_Teks Bacaan_:
───
Nanti bila ada yang sumringah mungkin itu saya atau bahkan
sepanjang malam saya akanmenyemat senyum.
Barangkali itu dapat diartikan sederhana dengan kata ‘bahagia’. Kata
tersebut mungkin pas atas perasaan yang melanda. Tapi kumohon jangan men-judge apa
yang kurasakan dengan istilah ‘terlalu lebay’—bagiku itu istilah yang tak enak
di indera pendengaran.
Oke bagaimana tidak, semalam pertama kali novel perdana saya
Curhat Sang Presiden on air di radio secara live. Meski waktu agak molor beberapa menit dari
jadwal yang ditentukan, akhirnya proses radio talkshow itu berjalan baik selama 60 menit.
Sebenarnya saya menjadi agak linglung untuk memulai
membahasnya. ‘Dari mana awalnya’ itu
menjadi masalah serius, atau barangkali lebih afdol jika saya membocorkan terlebih
dahulu lokasi on
air. On air perdana Curhat Sang Presiden ini di station RRI Pro 2, frekuensi 98,4 FM
Ambon tanggal 6 Agustus 2012 jam 20.00 WIT dalam acara Pro 2 Resensi—sebuah
acara yang sebenarnya saya juga baru tahu setelah seminggu dipanggil menjadi
narasumber.
Berhubung penyiarnya merupakan adik tingkat saya, jadi talkshow
ini serupa dengan menukar curhat-curhat pribadi antar dua manusia. Toh, dalam
acara tersebut kecanggungan hampir tidak melanda saya. Hanya saja memang saya
akui ada beberapa fokus yang hilang saat menjawab, barangkali faktor umur,
hehehehehe.
Acara berlangsung dalam beberapa segmen. Ya, lumrahlah seperti biasa, saya menyapa
pendengar di rumah, dan sang penyiar—sebut dia Yathy (sebuah nama dengan
lafalan huruf kebarat-baratan) memperkenalkan curriculum vitae saya. Saat itu saya rasa segmen pertama berjalan amat
lama hampir setengah jam. Banyak dialog saya dengan Yathy, menanyakan isi novel
Curhat Sang Presiden sendiri, mengungkap makna di balik cover novel, bagaimana
perasaan saat menulis novel ini, seberapa gregetnya menulis cerita ini, proses
penerbitan dan nama saya juga sempat dibahas. Segmen pertama yang sangat
berdebar-debar adalah ketika Yathy menanyakan isi novel ini.
───
_Petunjuk Latihan_: Lanjutkan teks bacaan tentang talkshow radio novel Curhat Sang Presiden, mulai setelah kalimat terakhirnya. Materi di bawah ini tidak berhubungan dengan teks bacaan.

_Bagian Data_:
───
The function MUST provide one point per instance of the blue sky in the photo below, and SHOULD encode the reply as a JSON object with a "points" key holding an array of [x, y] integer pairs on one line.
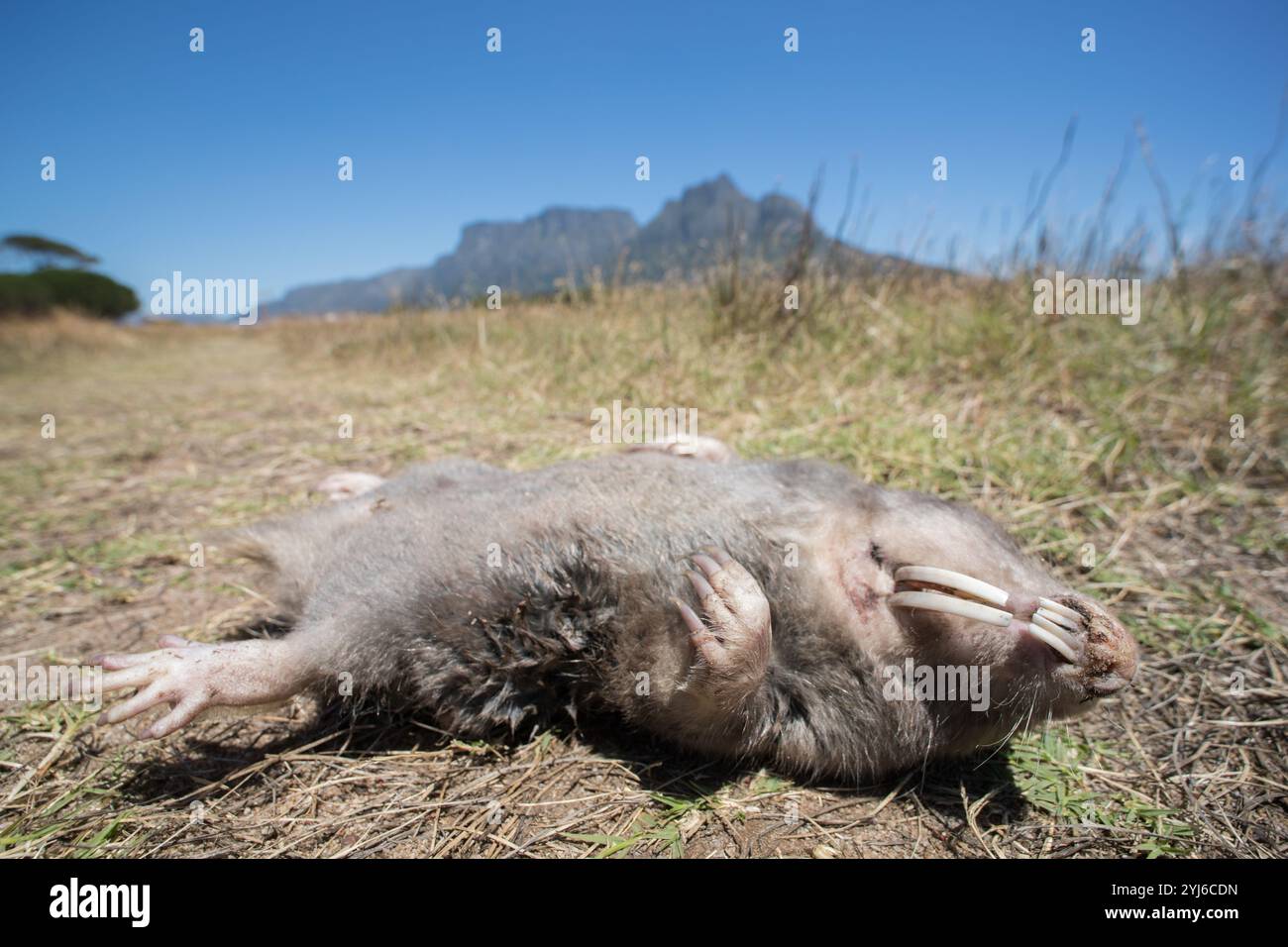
───
_Jawaban_:
“Novel ini berbicara tentang dua tokoh utama yang sama-sama
mengalami kejadian buruk dengan pasangan masing-masing—yang menjalin hubungan
maya dan nyata bersama tanpa saling tahu. Mereka bertahan menaklukan perasaan
luka dengan cara mereka yang berbalur jalan takdir,” begitulah kira-kira
kujawab.
Segmen pertama berakhir lewat sebuah lantunan manis dari
Marcell dengan hits remake Takan Terganti. Saat suara Marcell
membahana seisi studio, saya melihat Yathy tersipu-sipu. Mungkin dia tahu
seberapa dalam lagu ini yang merupakan track song yang saya gunakan dalam novel Curhat
Sang Presiden. Bahkan saya juga menemukan beberapa kali senyum plus
antusias Yathy dengan ucapan, “Setiap wanita wajib memiliki buku ini (Curhat
Sang Presiden).”
Segmen kedua juga berlangsung lama, hampir dua puluh
menitan. Saya ditanyakan inspirasi
menulis saya, kebiasaan menulis saya, dan kesibukan saya akhir-akhir ini.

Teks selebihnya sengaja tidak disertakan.